» Stated goal: Collect every line in the data below that contains the string "fishnet", and copy each one unchanged.

» Source data:
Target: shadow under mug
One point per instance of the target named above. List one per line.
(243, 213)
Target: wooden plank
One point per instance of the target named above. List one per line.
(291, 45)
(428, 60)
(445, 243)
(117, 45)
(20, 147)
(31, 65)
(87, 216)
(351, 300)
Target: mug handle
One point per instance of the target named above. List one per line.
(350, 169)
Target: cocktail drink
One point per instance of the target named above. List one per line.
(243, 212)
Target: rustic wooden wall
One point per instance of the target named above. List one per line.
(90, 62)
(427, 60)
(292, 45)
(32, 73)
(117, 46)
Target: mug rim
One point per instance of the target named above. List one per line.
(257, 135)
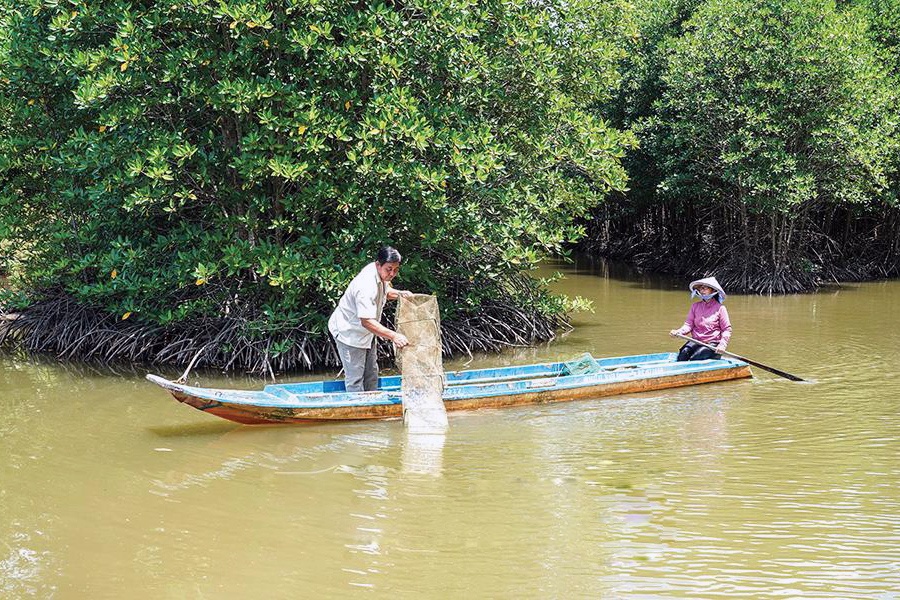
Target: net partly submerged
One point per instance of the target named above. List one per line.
(418, 318)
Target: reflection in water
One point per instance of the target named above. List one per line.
(746, 489)
(423, 453)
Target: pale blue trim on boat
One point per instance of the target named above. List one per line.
(462, 385)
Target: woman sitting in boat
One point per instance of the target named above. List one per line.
(707, 321)
(357, 320)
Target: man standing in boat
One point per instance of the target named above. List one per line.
(356, 321)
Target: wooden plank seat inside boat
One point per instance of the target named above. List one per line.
(500, 380)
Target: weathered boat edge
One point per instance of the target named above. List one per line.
(389, 405)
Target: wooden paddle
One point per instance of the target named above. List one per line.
(742, 358)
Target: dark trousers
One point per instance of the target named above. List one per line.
(694, 351)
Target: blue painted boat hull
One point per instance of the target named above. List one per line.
(463, 390)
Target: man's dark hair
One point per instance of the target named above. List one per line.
(388, 254)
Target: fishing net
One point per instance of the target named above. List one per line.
(419, 319)
(583, 365)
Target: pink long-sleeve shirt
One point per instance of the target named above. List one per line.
(708, 322)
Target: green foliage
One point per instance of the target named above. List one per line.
(774, 105)
(183, 159)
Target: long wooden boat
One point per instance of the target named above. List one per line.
(463, 390)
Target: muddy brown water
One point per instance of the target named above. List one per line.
(755, 488)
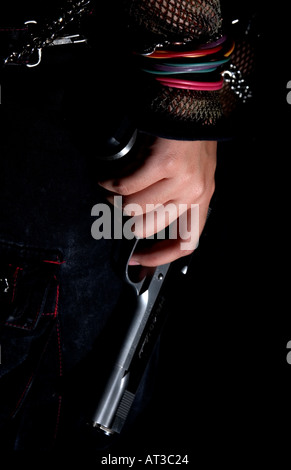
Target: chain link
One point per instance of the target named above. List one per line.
(50, 31)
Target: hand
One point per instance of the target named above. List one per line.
(171, 175)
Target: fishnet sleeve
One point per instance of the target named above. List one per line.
(197, 21)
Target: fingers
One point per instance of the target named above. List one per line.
(172, 179)
(188, 230)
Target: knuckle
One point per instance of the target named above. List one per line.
(120, 187)
(170, 164)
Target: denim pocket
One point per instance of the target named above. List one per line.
(29, 292)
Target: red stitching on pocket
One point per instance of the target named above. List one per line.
(15, 276)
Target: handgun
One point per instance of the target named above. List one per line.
(149, 287)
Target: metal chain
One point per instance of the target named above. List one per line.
(50, 32)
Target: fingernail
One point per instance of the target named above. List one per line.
(133, 262)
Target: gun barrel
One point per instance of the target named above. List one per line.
(127, 371)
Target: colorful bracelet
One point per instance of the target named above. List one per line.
(198, 69)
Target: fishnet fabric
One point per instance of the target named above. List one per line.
(187, 20)
(191, 19)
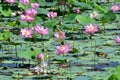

» Solved exercise:
Target: fishnet sleeve
Target: fishnet fabric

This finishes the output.